TASK DIRECTIONS:
Would you count the lines in the material below that include the string "black"? Only the number is needed.

MATERIAL TO PROCESS:
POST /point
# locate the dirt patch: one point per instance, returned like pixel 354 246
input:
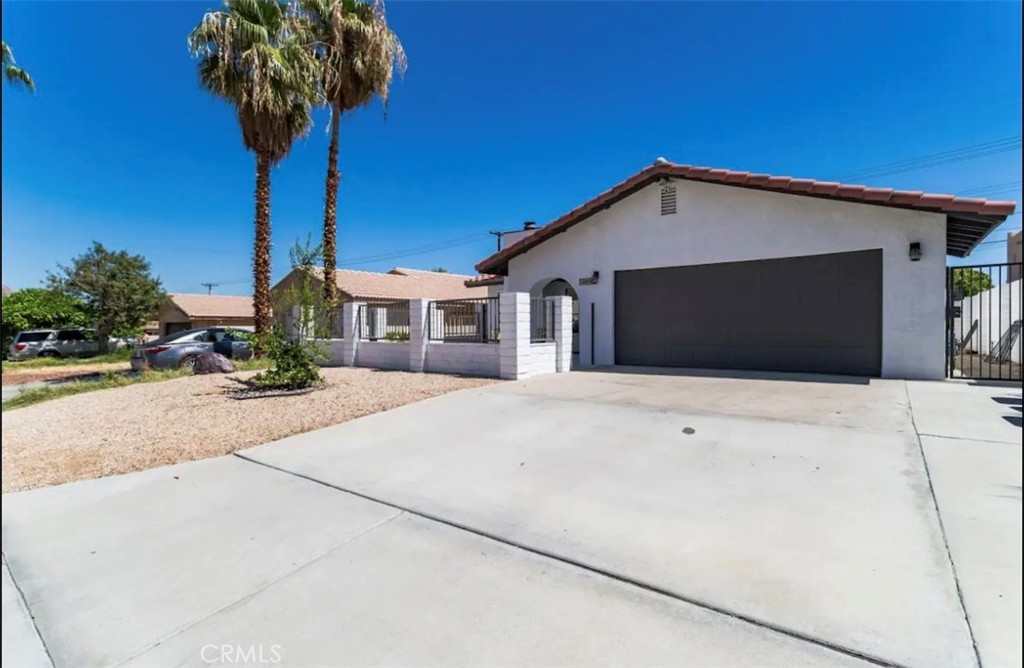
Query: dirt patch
pixel 972 365
pixel 32 375
pixel 140 426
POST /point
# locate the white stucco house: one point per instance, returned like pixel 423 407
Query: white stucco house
pixel 700 267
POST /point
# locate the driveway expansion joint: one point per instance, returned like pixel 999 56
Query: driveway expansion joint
pixel 266 585
pixel 25 603
pixel 781 630
pixel 942 530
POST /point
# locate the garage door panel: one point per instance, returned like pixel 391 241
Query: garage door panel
pixel 818 314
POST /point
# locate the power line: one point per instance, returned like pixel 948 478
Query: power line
pixel 1007 186
pixel 934 160
pixel 392 255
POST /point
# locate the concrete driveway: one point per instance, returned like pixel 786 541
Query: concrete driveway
pixel 576 519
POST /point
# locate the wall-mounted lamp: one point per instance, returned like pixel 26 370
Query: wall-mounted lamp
pixel 914 251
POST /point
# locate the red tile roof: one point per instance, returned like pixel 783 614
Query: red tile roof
pixel 402 284
pixel 484 280
pixel 974 217
pixel 199 306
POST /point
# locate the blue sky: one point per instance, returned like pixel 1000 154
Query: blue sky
pixel 508 112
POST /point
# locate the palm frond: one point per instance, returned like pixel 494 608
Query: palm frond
pixel 357 50
pixel 13 74
pixel 249 56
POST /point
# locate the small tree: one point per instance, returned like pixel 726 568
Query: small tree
pixel 971 282
pixel 294 360
pixel 36 307
pixel 117 287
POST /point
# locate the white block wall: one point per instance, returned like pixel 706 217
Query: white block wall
pixel 470 359
pixel 381 355
pixel 994 311
pixel 512 358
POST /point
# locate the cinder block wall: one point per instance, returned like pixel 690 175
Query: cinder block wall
pixel 512 358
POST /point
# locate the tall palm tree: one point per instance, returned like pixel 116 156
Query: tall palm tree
pixel 249 55
pixel 359 54
pixel 13 74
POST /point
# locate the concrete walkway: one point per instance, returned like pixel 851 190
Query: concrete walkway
pixel 590 518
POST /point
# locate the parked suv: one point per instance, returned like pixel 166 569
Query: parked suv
pixel 53 343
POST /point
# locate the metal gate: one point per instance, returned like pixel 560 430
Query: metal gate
pixel 983 322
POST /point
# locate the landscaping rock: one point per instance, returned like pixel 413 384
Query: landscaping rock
pixel 212 363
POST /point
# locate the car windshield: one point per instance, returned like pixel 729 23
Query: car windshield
pixel 30 337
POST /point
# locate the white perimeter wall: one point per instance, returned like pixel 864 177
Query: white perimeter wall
pixel 994 310
pixel 382 356
pixel 719 223
pixel 469 359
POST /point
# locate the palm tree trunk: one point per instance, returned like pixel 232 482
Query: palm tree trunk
pixel 331 213
pixel 261 254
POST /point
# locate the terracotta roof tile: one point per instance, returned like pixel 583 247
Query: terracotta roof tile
pixel 403 284
pixel 993 211
pixel 214 305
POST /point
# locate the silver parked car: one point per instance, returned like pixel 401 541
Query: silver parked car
pixel 178 350
pixel 53 343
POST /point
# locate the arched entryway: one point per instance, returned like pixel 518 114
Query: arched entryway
pixel 561 288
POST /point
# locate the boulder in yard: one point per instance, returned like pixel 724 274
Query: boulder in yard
pixel 212 363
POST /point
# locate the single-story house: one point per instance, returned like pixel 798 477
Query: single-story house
pixel 398 284
pixel 494 284
pixel 182 311
pixel 701 267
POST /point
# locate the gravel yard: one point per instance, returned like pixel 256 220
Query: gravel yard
pixel 140 426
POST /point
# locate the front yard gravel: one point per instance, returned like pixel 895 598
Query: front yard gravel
pixel 140 426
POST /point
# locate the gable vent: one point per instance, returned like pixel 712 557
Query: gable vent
pixel 668 199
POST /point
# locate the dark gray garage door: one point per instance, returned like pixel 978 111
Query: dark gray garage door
pixel 816 314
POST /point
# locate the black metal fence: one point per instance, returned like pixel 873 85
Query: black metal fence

ANSWER FOR THIS EXERCISE:
2